Your task =>
Arrange all of the data below as a Markdown table with the columns No and Line, giving each line its own numbered row and omitting blank lines.

□ □ □

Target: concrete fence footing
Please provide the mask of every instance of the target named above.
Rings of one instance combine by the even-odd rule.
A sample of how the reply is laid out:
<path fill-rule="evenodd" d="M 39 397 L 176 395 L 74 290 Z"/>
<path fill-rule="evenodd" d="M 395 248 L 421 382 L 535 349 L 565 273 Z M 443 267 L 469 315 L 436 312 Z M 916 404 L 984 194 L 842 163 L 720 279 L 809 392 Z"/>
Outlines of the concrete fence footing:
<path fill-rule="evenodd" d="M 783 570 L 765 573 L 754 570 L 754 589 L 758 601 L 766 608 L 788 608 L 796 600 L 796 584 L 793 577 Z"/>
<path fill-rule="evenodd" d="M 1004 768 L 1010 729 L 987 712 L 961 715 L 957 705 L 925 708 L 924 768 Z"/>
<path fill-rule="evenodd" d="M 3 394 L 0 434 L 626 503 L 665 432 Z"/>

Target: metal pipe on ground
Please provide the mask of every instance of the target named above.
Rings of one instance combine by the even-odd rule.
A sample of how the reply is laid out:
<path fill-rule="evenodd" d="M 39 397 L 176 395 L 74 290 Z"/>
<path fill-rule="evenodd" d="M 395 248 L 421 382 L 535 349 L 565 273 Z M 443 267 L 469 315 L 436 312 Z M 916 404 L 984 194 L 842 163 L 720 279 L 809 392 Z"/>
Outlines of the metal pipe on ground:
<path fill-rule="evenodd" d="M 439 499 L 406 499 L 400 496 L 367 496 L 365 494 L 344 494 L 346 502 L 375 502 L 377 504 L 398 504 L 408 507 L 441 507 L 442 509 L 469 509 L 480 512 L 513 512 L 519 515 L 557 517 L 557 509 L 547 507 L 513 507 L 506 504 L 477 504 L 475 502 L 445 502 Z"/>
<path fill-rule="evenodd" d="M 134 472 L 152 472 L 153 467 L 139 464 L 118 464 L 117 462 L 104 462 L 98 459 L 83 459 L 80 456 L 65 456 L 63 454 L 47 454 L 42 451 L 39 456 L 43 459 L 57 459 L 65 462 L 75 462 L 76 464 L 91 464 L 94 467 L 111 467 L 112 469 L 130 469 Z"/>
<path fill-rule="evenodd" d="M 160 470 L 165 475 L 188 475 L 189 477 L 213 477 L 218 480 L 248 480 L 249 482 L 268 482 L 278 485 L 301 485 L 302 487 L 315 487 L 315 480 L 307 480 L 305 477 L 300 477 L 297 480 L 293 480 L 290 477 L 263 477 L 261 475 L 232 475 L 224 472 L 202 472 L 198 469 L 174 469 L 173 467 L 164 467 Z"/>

□ □ □

Answer below =>
| No | Line |
|---|---|
| 1 | Target: concrete fence footing |
| 2 | Please provide the mask of every instance of the target named above. |
| 3 | Rings of one instance combine by the even-odd rule. |
| 4 | A sample of how the reply is laid out: |
| 5 | <path fill-rule="evenodd" d="M 39 397 L 176 395 L 74 290 Z"/> |
| 6 | <path fill-rule="evenodd" d="M 395 248 L 421 382 L 535 349 L 565 273 Z M 443 267 L 469 315 L 436 312 Z M 916 404 L 984 194 L 842 163 L 720 279 L 809 392 Z"/> |
| 7 | Outlines of the concrete fence footing: |
| 8 | <path fill-rule="evenodd" d="M 783 570 L 765 573 L 754 570 L 754 589 L 758 601 L 766 608 L 788 608 L 796 600 L 796 584 L 793 577 Z"/> |
| 9 | <path fill-rule="evenodd" d="M 1004 768 L 1010 729 L 987 712 L 961 715 L 957 705 L 925 708 L 924 768 Z"/> |
| 10 | <path fill-rule="evenodd" d="M 3 394 L 0 434 L 626 503 L 665 432 Z"/> |
| 11 | Target: metal pipe on ground |
| 12 | Please provide the mask of every instance of the target named above. |
| 13 | Rings of one instance combine by the even-odd rule. |
| 14 | A sample of how the reply is laid out: |
| 15 | <path fill-rule="evenodd" d="M 39 397 L 176 395 L 74 290 Z"/> |
| 16 | <path fill-rule="evenodd" d="M 395 248 L 421 382 L 535 349 L 565 273 Z M 443 267 L 469 315 L 436 312 Z M 916 404 L 984 194 L 842 163 L 720 279 L 809 392 Z"/> |
| 17 | Outlines of the metal pipe on ground: |
| 18 | <path fill-rule="evenodd" d="M 439 499 L 406 499 L 400 496 L 367 496 L 365 494 L 344 494 L 346 502 L 375 502 L 377 504 L 398 504 L 408 507 L 441 507 L 442 509 L 469 509 L 480 512 L 513 512 L 519 515 L 557 517 L 557 509 L 547 507 L 513 507 L 506 504 L 477 504 L 475 502 L 445 502 Z"/> |
| 19 | <path fill-rule="evenodd" d="M 134 472 L 152 472 L 153 467 L 139 464 L 118 464 L 117 462 L 104 462 L 98 459 L 83 459 L 80 456 L 65 456 L 63 454 L 47 454 L 42 451 L 39 456 L 43 459 L 57 459 L 65 462 L 75 462 L 76 464 L 91 464 L 94 467 L 111 467 L 112 469 L 130 469 Z"/> |
| 20 | <path fill-rule="evenodd" d="M 160 470 L 165 475 L 188 475 L 189 477 L 213 477 L 218 480 L 248 480 L 249 482 L 268 482 L 278 485 L 301 485 L 302 487 L 315 487 L 315 480 L 307 480 L 305 477 L 300 477 L 297 480 L 293 480 L 290 477 L 263 477 L 261 475 L 232 475 L 224 472 L 202 472 L 198 469 L 174 469 L 173 467 L 164 467 Z"/> |